Nothing may be left out, so copy every entry exactly.

## Records supplied
▽

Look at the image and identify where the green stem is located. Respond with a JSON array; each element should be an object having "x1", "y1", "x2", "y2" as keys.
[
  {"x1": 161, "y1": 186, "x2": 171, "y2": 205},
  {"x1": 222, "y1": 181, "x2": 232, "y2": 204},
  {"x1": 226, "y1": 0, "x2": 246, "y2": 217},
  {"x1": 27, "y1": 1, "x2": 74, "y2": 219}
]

△

## Exercise output
Look at the image and identify where the green stem is located. Respond with a JSON array; each element should be an object having "x1", "y1", "x2", "y2" as keys.
[
  {"x1": 161, "y1": 186, "x2": 171, "y2": 205},
  {"x1": 222, "y1": 181, "x2": 232, "y2": 204},
  {"x1": 226, "y1": 0, "x2": 246, "y2": 217},
  {"x1": 27, "y1": 1, "x2": 74, "y2": 219}
]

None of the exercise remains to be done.